Object position labeling entries
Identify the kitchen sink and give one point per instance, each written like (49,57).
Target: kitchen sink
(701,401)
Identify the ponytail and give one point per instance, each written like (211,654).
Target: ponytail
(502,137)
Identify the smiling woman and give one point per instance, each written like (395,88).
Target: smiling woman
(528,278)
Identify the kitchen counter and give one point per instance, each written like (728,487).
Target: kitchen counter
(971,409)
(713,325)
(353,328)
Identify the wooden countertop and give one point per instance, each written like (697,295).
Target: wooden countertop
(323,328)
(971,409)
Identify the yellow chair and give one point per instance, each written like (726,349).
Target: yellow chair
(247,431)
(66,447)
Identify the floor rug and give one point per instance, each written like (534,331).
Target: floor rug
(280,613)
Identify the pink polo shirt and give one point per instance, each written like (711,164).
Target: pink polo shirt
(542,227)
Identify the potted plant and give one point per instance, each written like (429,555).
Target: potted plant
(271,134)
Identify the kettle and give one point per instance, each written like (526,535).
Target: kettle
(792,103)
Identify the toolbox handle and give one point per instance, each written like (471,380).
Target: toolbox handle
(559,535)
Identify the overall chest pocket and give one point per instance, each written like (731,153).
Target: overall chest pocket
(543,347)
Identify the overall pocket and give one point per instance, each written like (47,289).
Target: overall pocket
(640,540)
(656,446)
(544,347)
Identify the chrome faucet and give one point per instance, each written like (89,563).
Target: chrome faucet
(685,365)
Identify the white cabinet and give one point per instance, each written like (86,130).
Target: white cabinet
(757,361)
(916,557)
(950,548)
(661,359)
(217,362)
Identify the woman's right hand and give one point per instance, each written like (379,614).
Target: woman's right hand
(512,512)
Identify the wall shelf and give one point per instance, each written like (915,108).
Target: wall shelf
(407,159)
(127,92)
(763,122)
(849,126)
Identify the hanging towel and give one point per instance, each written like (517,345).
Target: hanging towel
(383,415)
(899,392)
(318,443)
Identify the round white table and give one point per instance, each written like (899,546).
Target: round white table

- _Aim_
Reproduce word for word the stretch of the data from the line containing "Identify the white" through the end of the data.

- _Answer to this exercise_
Identify the white cabinet and give one point per instance, each written like (86,130).
Target: white cabinet
(757,361)
(916,557)
(950,548)
(661,359)
(217,362)
Identify the woman's right hand and give one point per instance, each written like (379,614).
Target: woman's right hand
(512,512)
Identify the wall shelf and give one point per instance, each written like (915,108).
Target: wall shelf
(407,159)
(127,92)
(763,122)
(849,126)
Identify the hanging towel and give one point per instance, each written like (517,345).
Target: hanging towel
(383,415)
(899,392)
(318,443)
Identify the round white table and give one point per instance, each written like (899,546).
Target: round white table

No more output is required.